(Point annotation dataset records)
__________________________________________________

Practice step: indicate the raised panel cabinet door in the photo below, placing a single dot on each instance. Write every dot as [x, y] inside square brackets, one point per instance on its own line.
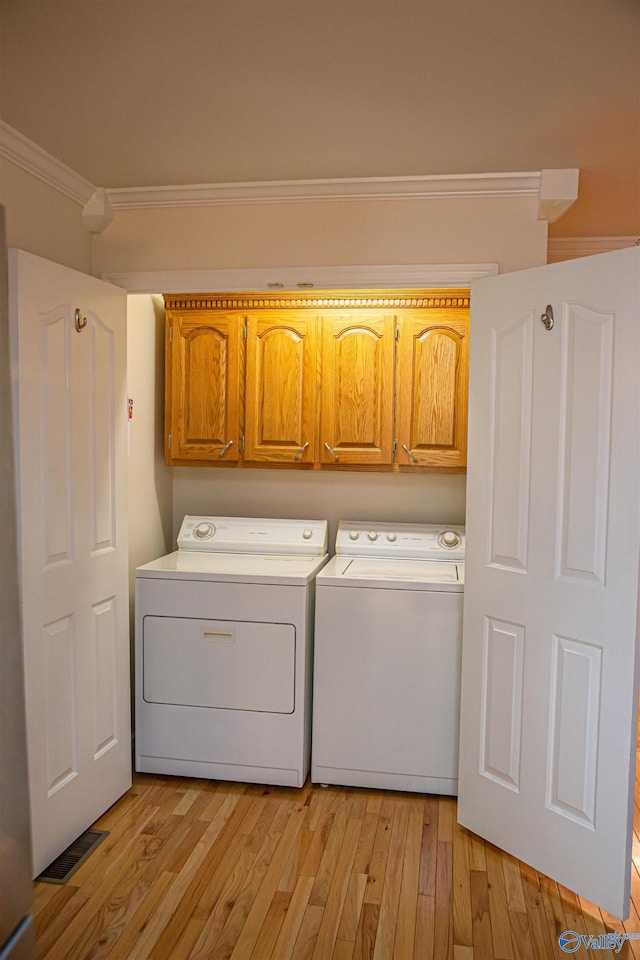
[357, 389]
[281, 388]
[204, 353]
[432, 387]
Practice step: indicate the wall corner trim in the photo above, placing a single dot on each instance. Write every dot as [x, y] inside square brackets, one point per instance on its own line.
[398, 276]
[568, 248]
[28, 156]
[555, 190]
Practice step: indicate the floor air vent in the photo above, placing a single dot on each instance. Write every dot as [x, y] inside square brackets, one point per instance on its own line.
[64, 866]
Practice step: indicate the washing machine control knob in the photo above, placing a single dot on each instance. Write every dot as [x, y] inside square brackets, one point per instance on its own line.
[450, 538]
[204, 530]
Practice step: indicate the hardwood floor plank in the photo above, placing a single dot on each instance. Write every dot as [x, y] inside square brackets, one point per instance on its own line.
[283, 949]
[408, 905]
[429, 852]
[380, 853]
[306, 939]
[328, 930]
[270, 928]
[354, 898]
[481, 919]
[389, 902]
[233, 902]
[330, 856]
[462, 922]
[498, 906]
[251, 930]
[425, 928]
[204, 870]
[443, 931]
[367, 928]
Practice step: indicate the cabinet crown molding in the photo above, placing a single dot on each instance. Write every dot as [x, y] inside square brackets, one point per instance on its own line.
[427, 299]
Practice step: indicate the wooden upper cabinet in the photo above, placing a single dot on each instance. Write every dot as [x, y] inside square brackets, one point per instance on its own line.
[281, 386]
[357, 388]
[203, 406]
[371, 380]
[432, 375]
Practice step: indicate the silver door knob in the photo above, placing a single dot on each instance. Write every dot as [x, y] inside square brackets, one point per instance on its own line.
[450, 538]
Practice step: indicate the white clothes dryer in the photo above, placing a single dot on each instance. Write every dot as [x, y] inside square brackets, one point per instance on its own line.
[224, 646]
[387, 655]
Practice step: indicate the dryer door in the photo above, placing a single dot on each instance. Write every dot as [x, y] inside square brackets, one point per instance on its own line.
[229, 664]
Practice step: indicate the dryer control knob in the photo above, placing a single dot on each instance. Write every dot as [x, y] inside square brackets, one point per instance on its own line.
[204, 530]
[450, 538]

__________________________________________________

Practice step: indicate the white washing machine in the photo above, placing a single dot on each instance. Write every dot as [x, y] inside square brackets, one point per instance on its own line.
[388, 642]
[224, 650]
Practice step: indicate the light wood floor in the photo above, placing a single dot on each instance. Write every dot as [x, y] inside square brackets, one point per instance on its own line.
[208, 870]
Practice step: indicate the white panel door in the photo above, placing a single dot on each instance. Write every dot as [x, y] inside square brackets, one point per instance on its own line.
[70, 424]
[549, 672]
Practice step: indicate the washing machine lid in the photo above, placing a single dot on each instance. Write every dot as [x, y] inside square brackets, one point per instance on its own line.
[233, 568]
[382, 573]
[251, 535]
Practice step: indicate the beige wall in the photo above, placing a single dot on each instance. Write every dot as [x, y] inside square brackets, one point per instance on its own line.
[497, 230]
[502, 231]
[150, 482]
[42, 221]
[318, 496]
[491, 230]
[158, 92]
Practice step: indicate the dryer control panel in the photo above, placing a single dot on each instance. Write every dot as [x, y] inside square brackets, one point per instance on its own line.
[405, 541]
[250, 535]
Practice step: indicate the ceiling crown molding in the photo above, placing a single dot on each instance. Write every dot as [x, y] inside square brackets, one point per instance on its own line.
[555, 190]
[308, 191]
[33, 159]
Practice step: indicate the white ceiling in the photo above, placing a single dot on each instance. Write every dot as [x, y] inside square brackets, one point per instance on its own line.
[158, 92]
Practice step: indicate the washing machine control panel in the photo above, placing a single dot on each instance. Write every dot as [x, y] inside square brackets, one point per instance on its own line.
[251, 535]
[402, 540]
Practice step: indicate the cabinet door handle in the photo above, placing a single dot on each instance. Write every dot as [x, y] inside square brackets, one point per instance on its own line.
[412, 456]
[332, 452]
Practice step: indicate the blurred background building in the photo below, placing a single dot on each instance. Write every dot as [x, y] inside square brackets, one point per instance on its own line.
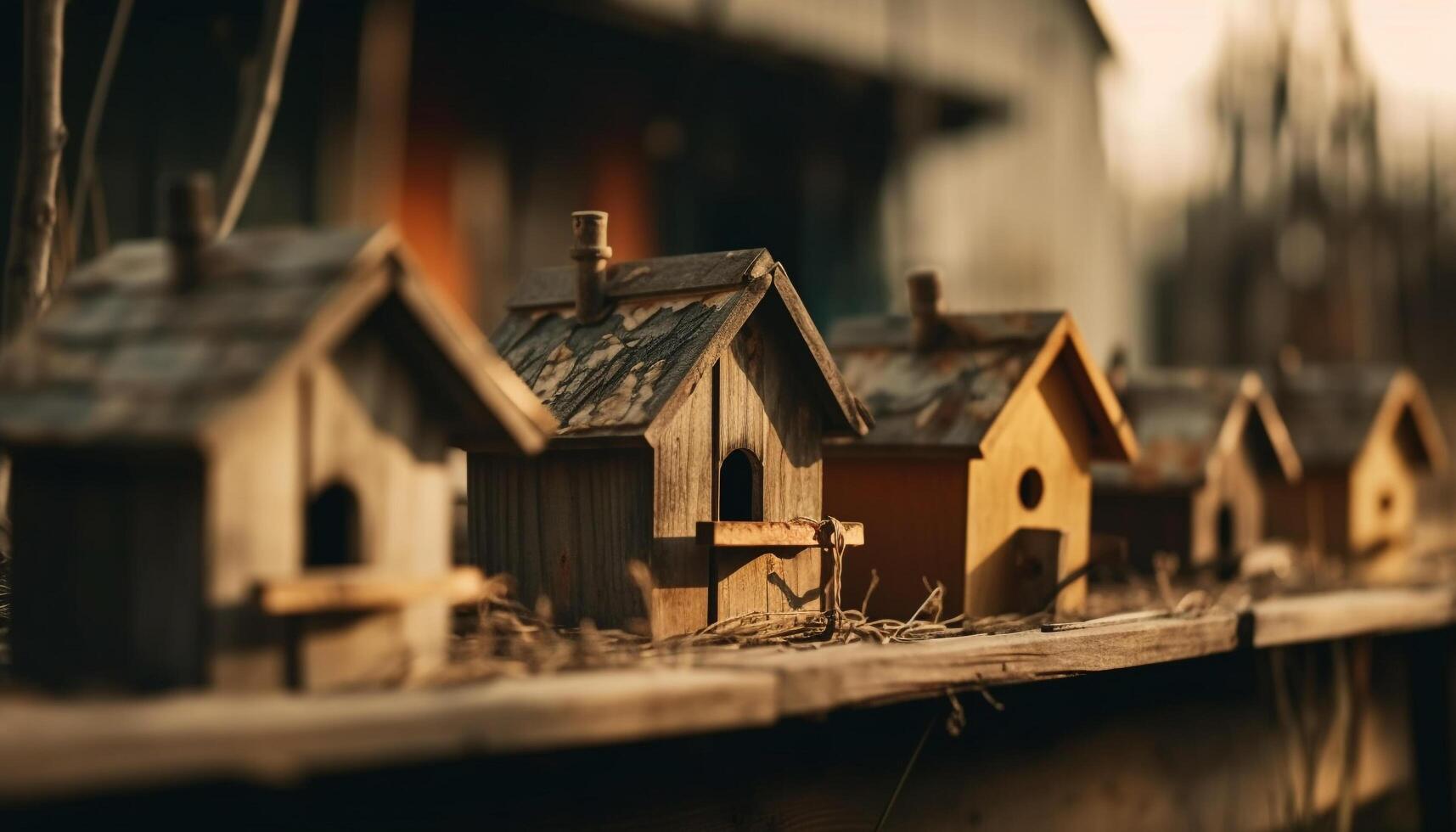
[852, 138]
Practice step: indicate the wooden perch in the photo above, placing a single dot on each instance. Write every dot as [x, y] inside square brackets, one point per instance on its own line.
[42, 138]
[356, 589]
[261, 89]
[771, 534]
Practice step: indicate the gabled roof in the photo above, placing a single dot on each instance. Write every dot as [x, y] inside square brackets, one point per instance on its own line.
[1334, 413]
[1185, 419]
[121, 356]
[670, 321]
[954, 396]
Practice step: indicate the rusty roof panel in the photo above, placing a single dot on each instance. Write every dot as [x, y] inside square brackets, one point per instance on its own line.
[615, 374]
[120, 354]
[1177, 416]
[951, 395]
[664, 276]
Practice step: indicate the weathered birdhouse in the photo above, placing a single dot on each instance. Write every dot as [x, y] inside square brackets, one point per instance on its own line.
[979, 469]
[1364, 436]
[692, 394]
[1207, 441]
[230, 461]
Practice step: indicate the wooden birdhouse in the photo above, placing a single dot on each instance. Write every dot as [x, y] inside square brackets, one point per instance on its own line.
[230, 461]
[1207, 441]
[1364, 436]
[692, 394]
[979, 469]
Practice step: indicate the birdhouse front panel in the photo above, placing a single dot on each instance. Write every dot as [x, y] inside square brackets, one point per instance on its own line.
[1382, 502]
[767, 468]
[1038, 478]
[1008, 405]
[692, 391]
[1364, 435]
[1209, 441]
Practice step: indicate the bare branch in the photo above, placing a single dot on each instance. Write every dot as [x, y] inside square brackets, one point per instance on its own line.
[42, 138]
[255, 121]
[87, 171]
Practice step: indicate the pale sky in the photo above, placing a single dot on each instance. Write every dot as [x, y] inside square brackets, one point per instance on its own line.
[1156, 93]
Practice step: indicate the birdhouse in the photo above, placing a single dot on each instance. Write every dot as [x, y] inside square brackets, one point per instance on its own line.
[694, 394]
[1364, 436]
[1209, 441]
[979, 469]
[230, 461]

__________________________________________________

> _Prompt_
How many lines in the records above contain the word "ceiling"? Case counts, and your reply should be only the number.

> _The response_
2